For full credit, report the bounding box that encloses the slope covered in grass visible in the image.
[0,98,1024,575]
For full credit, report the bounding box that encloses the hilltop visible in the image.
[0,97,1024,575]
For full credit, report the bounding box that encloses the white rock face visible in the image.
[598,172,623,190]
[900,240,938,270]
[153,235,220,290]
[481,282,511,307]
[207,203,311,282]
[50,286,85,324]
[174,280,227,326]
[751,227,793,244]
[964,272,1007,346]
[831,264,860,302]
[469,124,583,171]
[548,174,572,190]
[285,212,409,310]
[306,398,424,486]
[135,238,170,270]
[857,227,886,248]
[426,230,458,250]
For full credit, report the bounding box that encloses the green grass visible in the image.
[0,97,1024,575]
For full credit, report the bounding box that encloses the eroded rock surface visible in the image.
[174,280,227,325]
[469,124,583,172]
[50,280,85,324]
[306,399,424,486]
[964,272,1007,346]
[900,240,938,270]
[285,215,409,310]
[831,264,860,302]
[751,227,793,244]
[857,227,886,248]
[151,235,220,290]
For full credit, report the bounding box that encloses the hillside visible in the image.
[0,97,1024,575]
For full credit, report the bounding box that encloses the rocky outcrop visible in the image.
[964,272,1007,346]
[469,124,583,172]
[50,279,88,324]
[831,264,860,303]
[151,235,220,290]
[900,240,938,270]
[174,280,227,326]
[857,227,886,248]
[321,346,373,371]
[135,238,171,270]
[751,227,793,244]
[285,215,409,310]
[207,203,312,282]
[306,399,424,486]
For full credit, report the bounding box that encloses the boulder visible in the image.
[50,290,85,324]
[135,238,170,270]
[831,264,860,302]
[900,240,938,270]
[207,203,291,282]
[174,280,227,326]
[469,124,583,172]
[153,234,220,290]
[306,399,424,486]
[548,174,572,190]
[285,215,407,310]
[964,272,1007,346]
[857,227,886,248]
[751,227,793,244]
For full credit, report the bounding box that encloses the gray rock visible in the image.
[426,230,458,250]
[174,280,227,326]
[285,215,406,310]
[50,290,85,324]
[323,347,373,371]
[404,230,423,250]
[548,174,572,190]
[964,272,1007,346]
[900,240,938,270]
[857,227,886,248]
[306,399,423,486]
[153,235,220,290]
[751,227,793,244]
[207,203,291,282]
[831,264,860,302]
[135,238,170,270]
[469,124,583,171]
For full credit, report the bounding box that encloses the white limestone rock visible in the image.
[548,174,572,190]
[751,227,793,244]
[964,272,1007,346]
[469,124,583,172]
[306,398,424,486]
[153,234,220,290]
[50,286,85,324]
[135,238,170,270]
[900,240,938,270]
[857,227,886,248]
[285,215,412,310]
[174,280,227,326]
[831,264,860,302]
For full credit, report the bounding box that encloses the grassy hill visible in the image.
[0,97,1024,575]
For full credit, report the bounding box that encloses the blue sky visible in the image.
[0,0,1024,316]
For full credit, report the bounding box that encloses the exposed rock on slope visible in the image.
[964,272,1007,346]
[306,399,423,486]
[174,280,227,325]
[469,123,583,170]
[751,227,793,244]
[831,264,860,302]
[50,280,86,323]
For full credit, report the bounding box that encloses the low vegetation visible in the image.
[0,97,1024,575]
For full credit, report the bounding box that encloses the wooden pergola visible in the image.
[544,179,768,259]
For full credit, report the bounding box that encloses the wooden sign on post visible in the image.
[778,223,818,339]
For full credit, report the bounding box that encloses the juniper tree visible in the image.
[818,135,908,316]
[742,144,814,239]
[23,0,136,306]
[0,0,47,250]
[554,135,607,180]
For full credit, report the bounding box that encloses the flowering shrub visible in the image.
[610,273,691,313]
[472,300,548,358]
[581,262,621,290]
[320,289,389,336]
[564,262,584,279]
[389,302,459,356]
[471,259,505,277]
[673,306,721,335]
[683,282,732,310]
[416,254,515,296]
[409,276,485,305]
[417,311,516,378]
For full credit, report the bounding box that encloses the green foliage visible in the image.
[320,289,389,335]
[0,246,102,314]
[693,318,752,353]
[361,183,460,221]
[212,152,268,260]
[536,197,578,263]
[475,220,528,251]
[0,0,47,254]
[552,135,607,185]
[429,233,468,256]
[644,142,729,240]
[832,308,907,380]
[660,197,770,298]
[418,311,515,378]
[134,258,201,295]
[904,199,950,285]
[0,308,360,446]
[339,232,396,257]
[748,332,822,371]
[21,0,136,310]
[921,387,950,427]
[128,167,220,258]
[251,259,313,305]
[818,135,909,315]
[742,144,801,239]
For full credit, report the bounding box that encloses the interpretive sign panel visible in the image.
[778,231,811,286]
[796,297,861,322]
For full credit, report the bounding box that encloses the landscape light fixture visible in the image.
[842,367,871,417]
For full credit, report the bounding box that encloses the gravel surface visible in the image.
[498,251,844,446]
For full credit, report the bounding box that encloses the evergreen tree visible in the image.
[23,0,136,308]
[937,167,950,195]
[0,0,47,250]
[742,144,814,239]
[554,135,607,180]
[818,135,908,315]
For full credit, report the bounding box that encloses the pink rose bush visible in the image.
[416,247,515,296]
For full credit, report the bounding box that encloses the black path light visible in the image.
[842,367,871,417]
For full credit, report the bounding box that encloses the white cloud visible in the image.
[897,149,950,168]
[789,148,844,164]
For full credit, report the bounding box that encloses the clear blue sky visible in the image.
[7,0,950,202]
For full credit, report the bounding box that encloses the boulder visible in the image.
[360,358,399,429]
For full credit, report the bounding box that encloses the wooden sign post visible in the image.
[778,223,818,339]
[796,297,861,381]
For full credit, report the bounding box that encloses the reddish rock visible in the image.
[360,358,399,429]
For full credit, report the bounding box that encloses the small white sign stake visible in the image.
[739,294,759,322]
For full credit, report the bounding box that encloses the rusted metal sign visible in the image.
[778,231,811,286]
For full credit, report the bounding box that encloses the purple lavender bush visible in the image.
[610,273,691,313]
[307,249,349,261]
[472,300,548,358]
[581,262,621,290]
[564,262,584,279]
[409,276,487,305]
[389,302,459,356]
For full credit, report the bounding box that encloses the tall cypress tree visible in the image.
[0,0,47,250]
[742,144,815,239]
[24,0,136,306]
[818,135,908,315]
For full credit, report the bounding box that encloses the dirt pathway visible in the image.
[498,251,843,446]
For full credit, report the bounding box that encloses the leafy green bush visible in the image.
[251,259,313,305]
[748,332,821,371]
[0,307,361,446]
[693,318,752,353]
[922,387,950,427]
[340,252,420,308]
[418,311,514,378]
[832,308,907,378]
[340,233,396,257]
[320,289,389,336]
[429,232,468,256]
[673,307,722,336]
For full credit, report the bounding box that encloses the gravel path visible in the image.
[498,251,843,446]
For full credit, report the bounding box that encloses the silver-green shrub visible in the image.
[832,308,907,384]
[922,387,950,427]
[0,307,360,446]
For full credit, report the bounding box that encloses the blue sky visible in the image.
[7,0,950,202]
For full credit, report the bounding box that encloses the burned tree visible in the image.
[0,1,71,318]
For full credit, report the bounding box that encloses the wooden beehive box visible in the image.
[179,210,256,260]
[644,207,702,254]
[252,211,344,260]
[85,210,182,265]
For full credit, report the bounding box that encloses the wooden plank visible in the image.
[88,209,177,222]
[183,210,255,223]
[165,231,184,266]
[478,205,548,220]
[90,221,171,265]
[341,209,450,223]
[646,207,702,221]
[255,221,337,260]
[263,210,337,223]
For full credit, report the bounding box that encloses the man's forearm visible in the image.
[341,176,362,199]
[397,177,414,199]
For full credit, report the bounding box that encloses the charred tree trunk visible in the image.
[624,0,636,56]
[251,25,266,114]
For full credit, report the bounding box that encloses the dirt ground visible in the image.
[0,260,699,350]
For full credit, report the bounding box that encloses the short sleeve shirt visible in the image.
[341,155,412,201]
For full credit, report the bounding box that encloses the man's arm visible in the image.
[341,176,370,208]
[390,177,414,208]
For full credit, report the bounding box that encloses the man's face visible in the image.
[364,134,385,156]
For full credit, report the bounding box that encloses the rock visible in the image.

*Aim of the task*
Rewrite the lines starting with the line containing "For full credit, report the bounding box that encloses the black" and going on through the line containing "[789,148,844,164]", changing "path light" to "garden lamp" and leaving everything else as it is.

*Reply*
For full credit, report the bounding box that encloses the black garden lamp visible in the image.
[842,367,871,417]
For full credit, report the bounding box that encloses the white cloud visible in the image.
[897,149,950,168]
[789,148,844,164]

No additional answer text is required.